## [TASK REQUIREMENTS]
Write out the listing again, starting at its first line and ending at the line containing "[[0, 259, 480, 320]]", with the requests included and every coordinate in the answers shifted by -108. Leave the pictures out.

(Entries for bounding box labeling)
_ _ _

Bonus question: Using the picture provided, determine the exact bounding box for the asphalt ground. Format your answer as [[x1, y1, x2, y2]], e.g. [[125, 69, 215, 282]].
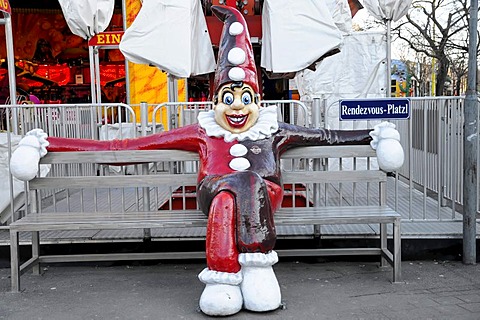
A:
[[0, 259, 480, 320]]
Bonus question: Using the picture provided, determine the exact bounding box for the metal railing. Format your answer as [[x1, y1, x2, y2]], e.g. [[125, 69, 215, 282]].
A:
[[393, 97, 480, 220], [0, 97, 480, 221]]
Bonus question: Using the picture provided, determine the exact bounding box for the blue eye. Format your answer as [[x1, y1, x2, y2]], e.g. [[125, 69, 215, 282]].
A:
[[223, 92, 234, 105], [242, 92, 252, 104]]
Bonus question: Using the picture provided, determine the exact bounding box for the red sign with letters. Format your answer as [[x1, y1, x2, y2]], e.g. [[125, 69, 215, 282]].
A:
[[0, 0, 12, 15], [88, 31, 124, 46]]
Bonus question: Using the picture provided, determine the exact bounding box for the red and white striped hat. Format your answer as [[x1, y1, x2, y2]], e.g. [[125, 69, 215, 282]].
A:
[[211, 6, 258, 93]]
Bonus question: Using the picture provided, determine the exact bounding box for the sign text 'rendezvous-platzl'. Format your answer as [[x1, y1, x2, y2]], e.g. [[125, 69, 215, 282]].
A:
[[340, 98, 410, 120]]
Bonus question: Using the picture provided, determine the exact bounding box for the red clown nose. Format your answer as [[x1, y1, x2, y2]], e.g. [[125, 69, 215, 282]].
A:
[[212, 6, 258, 93]]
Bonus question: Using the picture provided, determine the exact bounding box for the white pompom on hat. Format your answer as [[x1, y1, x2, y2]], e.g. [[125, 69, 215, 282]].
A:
[[212, 6, 259, 93]]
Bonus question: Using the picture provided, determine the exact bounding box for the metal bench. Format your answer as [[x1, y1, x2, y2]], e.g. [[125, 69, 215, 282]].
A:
[[10, 146, 401, 292]]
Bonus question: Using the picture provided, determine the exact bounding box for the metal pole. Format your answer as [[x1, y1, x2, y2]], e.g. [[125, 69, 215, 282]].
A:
[[463, 0, 478, 264], [3, 13, 19, 134], [385, 19, 392, 98], [122, 0, 130, 105]]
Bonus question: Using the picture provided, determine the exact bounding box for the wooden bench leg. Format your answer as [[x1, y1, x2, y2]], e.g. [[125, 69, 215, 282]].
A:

_ _ _

## [REPLY TO THE TASK]
Bonus question: Using the picture provided, determine the exact bounding box for the asphalt ground. Format your answer as [[x1, y1, x2, y2]], e.g. [[125, 69, 215, 282]].
A:
[[-108, 151, 372, 212]]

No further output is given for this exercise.